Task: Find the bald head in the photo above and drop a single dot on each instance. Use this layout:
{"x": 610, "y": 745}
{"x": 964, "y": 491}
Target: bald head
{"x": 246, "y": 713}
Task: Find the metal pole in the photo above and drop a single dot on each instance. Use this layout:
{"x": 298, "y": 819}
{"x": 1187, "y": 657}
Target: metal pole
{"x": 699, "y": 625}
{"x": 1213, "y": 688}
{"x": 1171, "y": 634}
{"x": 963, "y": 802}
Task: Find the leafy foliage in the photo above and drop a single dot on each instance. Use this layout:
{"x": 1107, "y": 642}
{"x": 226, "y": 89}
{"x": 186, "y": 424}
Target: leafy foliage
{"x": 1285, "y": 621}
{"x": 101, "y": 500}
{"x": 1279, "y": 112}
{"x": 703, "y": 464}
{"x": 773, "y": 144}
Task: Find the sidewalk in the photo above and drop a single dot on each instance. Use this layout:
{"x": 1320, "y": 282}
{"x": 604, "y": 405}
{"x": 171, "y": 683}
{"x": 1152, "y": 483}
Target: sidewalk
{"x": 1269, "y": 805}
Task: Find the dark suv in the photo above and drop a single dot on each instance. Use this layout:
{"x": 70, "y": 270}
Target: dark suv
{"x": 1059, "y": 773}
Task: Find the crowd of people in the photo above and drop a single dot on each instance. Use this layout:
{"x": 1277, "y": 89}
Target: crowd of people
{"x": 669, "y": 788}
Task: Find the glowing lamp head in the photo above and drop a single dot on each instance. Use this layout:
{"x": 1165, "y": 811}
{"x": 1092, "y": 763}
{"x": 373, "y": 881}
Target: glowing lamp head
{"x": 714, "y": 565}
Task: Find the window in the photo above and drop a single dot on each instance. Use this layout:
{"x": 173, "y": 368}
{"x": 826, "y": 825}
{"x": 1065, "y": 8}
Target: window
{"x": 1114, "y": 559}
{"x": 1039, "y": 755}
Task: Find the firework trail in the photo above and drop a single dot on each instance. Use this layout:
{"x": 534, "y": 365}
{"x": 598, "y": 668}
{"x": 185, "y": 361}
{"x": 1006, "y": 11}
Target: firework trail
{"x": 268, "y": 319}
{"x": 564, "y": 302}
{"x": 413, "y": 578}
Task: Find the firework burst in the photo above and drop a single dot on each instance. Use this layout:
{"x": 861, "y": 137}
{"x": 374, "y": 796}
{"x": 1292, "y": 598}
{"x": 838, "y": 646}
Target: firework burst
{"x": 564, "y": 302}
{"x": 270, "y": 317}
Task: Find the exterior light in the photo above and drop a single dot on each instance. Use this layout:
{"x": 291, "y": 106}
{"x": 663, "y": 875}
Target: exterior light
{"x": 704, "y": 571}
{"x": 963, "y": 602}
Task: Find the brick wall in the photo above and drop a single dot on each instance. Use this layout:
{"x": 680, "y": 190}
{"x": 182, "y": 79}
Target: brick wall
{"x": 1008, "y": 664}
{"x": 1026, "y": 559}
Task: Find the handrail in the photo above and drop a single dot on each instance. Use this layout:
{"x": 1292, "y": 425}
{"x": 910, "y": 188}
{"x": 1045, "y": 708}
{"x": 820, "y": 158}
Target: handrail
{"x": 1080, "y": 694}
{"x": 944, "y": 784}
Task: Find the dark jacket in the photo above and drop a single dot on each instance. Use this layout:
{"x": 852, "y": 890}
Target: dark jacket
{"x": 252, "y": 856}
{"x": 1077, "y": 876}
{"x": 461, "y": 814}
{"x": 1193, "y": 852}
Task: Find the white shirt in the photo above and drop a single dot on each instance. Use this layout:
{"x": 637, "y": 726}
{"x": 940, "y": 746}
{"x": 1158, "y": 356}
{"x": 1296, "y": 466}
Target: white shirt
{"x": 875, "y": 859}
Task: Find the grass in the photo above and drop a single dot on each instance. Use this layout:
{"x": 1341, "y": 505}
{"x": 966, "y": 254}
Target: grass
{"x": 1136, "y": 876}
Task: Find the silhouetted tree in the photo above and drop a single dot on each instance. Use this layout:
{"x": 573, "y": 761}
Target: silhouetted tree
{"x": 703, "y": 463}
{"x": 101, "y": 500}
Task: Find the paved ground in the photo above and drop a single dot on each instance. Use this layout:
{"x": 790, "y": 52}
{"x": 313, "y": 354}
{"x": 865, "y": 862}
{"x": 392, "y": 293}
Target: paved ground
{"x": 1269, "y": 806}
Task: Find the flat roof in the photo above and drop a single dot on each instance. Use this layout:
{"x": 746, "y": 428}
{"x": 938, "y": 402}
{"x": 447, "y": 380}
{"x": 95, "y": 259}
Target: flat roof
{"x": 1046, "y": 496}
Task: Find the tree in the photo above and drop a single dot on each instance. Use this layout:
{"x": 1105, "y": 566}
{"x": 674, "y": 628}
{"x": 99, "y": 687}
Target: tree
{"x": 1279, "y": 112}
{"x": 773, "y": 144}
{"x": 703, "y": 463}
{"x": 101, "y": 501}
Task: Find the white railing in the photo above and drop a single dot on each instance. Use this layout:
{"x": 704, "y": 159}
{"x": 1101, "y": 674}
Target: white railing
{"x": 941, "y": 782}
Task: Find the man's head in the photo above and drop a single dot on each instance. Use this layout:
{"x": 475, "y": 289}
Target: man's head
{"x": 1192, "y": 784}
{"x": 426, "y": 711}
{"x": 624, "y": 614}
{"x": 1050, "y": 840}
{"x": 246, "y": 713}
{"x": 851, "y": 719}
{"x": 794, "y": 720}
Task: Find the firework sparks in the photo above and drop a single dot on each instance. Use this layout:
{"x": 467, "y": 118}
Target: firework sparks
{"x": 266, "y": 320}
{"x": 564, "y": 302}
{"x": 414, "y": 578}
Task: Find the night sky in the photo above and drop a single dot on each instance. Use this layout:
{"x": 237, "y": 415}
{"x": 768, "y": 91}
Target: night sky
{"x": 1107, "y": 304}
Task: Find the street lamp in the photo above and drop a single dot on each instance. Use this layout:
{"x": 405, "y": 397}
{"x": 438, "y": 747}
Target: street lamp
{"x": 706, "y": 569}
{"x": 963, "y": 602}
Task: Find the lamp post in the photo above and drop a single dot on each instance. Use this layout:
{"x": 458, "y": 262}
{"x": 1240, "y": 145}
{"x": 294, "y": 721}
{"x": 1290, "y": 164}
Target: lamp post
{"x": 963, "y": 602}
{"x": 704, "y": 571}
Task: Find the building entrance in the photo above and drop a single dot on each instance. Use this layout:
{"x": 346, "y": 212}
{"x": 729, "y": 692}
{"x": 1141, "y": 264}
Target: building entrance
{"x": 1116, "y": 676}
++++++++++
- **EXERCISE PROMPT**: Convert all of the items above into a JSON list of strings, with one string for each line and blank lines omitted.

- **RESPONSE**:
[
  "Task: Find the bald head in the photo above and drop a single dot on each instance. Use this layout:",
  "{\"x\": 610, \"y\": 745}",
  "{\"x\": 964, \"y\": 491}",
  "Target: bald head",
  "{\"x\": 246, \"y\": 713}",
  "Task: Find the metal pole in the photo above and drop a single dot on each instance. Use this layout:",
  "{\"x\": 298, \"y\": 819}",
  "{\"x\": 1187, \"y\": 657}",
  "Target: metal pole",
  "{\"x\": 699, \"y\": 625}",
  "{\"x\": 1213, \"y\": 688}",
  "{\"x\": 1171, \"y\": 634}",
  "{\"x\": 963, \"y\": 802}",
  "Task: Find the leafy foliage in the photo above and drop a single dot on each instance. Use this layout:",
  "{\"x\": 1107, \"y\": 642}",
  "{\"x\": 226, \"y\": 89}",
  "{\"x\": 186, \"y\": 424}",
  "Target: leafy foliage",
  "{\"x\": 1285, \"y\": 621}",
  "{\"x\": 101, \"y\": 500}",
  "{\"x\": 1279, \"y\": 112}",
  "{\"x\": 703, \"y\": 464}",
  "{\"x\": 773, \"y\": 144}",
  "Task: Find the sidewalk in the photo above and drop a single dot on each instance. Use this layout:",
  "{\"x\": 1320, \"y\": 282}",
  "{\"x\": 604, \"y\": 405}",
  "{\"x\": 171, \"y\": 683}",
  "{\"x\": 1152, \"y\": 483}",
  "Target: sidewalk",
  "{\"x\": 1269, \"y\": 805}",
  "Task: Find the dark suv in the photo above and drop a single dot on each instance. Use this layout:",
  "{\"x\": 70, \"y\": 270}",
  "Target: dark suv",
  "{\"x\": 1059, \"y\": 773}",
  "Task: Find the crowd of people in the photo above and drop a single dot on each instance. Use this layout:",
  "{\"x\": 1277, \"y\": 89}",
  "Target: crowd of people",
  "{\"x\": 669, \"y\": 788}",
  "Task: Find the glowing lamp head in the photo above and drop a single dot on each instance. Use this layout:",
  "{\"x\": 1165, \"y\": 811}",
  "{\"x\": 1092, \"y\": 763}",
  "{\"x\": 373, \"y\": 881}",
  "Target: glowing lamp head",
  "{\"x\": 714, \"y\": 565}",
  "Task: Find the window in the photo above and drop a single dot on each instance. Use this layout:",
  "{\"x\": 173, \"y\": 368}",
  "{\"x\": 826, \"y\": 825}",
  "{\"x\": 1065, \"y\": 8}",
  "Target: window",
  "{\"x\": 1114, \"y\": 559}",
  "{\"x\": 1039, \"y\": 755}",
  "Task: Find the firework trail in the photo above and drop a single dot on each instance. Use this layout:",
  "{\"x\": 534, \"y\": 365}",
  "{\"x\": 598, \"y\": 668}",
  "{\"x\": 185, \"y\": 361}",
  "{\"x\": 1006, \"y\": 11}",
  "Target: firework trail",
  "{\"x\": 268, \"y\": 319}",
  "{\"x\": 564, \"y\": 302}",
  "{\"x\": 413, \"y\": 578}",
  "Task: Find the firework burst in the photo above and drop a single dot on each instance. Use this layout:",
  "{\"x\": 861, \"y\": 137}",
  "{\"x\": 374, \"y\": 796}",
  "{\"x\": 1292, \"y\": 598}",
  "{\"x\": 838, \"y\": 646}",
  "Target: firework burst",
  "{\"x\": 564, \"y\": 302}",
  "{\"x\": 270, \"y\": 317}",
  "Task: Find the exterior light in the photo above and drop a single dot on each instance. Use this layout:",
  "{\"x\": 291, \"y\": 106}",
  "{\"x\": 663, \"y\": 875}",
  "Target: exterior light",
  "{\"x\": 704, \"y\": 571}",
  "{\"x\": 963, \"y\": 602}",
  "Task: Find the brick wall in the photo above and drop a single dot on each instance. Use this layout:",
  "{\"x\": 680, \"y\": 190}",
  "{\"x\": 182, \"y\": 79}",
  "Target: brick wall",
  "{\"x\": 1008, \"y\": 664}",
  "{\"x\": 1026, \"y\": 559}",
  "Task: Find the handrail in the photo above and drop a single dot on each instance. Use this layout:",
  "{\"x\": 1292, \"y\": 425}",
  "{\"x\": 910, \"y\": 188}",
  "{\"x\": 1045, \"y\": 708}",
  "{\"x\": 820, \"y\": 158}",
  "Target: handrail",
  "{\"x\": 1080, \"y\": 694}",
  "{\"x\": 944, \"y\": 784}",
  "Task: Find the dark jacket in the photo above and drop a single dot on each instance. Use this layout:",
  "{\"x\": 852, \"y\": 890}",
  "Target: dark jacket",
  "{\"x\": 252, \"y\": 856}",
  "{\"x\": 1077, \"y\": 876}",
  "{\"x\": 461, \"y\": 814}",
  "{\"x\": 1193, \"y\": 852}",
  "Task: Find the white shirt in the photo above and drop a single dot on each instance. Use this layout:",
  "{\"x\": 637, \"y\": 726}",
  "{\"x\": 940, \"y\": 746}",
  "{\"x\": 1158, \"y\": 356}",
  "{\"x\": 1296, \"y\": 466}",
  "Target: white shirt",
  "{\"x\": 875, \"y\": 859}",
  "Task: Find the grass in the photo above and drop a single dot on each instance. Use this layout:",
  "{\"x\": 1341, \"y\": 505}",
  "{\"x\": 966, \"y\": 254}",
  "Target: grass",
  "{\"x\": 1136, \"y\": 876}",
  "Task: Find the silhouetted tree in the photo above and drop a single dot on each instance. Use this layout:",
  "{\"x\": 573, \"y\": 761}",
  "Target: silhouetted tree",
  "{\"x\": 703, \"y\": 463}",
  "{\"x\": 101, \"y\": 500}",
  "Task: Find the paved ground in the photo above and drop a single dot on each instance. Use this layout:",
  "{\"x\": 790, \"y\": 52}",
  "{\"x\": 313, \"y\": 354}",
  "{\"x\": 865, \"y\": 862}",
  "{\"x\": 392, \"y\": 293}",
  "Target: paved ground",
  "{\"x\": 1269, \"y\": 806}",
  "Task: Find the flat roof in the photo above and drop a single dot on each instance. Use this layout:",
  "{\"x\": 746, \"y\": 428}",
  "{\"x\": 938, \"y\": 402}",
  "{\"x\": 447, \"y\": 380}",
  "{\"x\": 95, \"y\": 259}",
  "Target: flat roof",
  "{\"x\": 1046, \"y\": 496}",
  "Task: Find the tree in the photo above and drop a single dot on each instance. Use this layout:",
  "{\"x\": 1105, \"y\": 566}",
  "{\"x\": 674, \"y\": 628}",
  "{\"x\": 99, \"y\": 687}",
  "Target: tree",
  "{\"x\": 1279, \"y\": 112}",
  "{\"x\": 773, \"y\": 144}",
  "{\"x\": 703, \"y\": 463}",
  "{\"x\": 101, \"y\": 501}",
  "Task: Find the white railing in the photo above and drop a single dot on each instance. Use this layout:",
  "{\"x\": 704, \"y\": 159}",
  "{\"x\": 1101, \"y\": 674}",
  "Target: white railing",
  "{\"x\": 941, \"y\": 782}",
  "Task: Find the man's head in the photo above and drop a single dot on each instance. Use this layout:",
  "{\"x\": 475, \"y\": 289}",
  "Target: man's head",
  "{\"x\": 1192, \"y\": 784}",
  "{\"x\": 426, \"y\": 711}",
  "{\"x\": 624, \"y\": 614}",
  "{\"x\": 1050, \"y\": 840}",
  "{\"x\": 246, \"y\": 713}",
  "{\"x\": 851, \"y\": 719}",
  "{\"x\": 794, \"y\": 720}",
  "Task: Find the firework sparks in the photo above and drop a single dot on each instance. Use this layout:",
  "{\"x\": 467, \"y\": 118}",
  "Target: firework sparks",
  "{\"x\": 266, \"y\": 320}",
  "{\"x\": 564, \"y\": 302}",
  "{\"x\": 414, \"y\": 578}",
  "Task: Find the night sky in the photo above and drop a single dot on each instance. Use this layout:",
  "{\"x\": 237, \"y\": 415}",
  "{\"x\": 768, \"y\": 91}",
  "Target: night sky",
  "{\"x\": 1107, \"y\": 304}",
  "Task: Find the street lamp in the photo above and drop a single dot on each instance. Use this layout:",
  "{\"x\": 405, \"y\": 397}",
  "{\"x\": 438, \"y\": 747}",
  "Target: street lamp",
  "{\"x\": 706, \"y\": 569}",
  "{\"x\": 963, \"y\": 602}",
  "Task: Find the lamp post in the photo above and drop a single dot on each instance. Use this layout:",
  "{\"x\": 458, \"y\": 262}",
  "{\"x\": 1240, \"y\": 145}",
  "{\"x\": 294, \"y\": 721}",
  "{\"x\": 1290, \"y\": 164}",
  "Target: lamp post",
  "{\"x\": 963, \"y\": 602}",
  "{\"x\": 704, \"y\": 571}",
  "Task: Find the building entrance in the photo above and drop a single dot on each instance. Use this layout:",
  "{\"x\": 346, \"y\": 212}",
  "{\"x\": 729, \"y\": 692}",
  "{\"x\": 1141, \"y\": 264}",
  "Target: building entrance",
  "{\"x\": 1116, \"y\": 676}"
]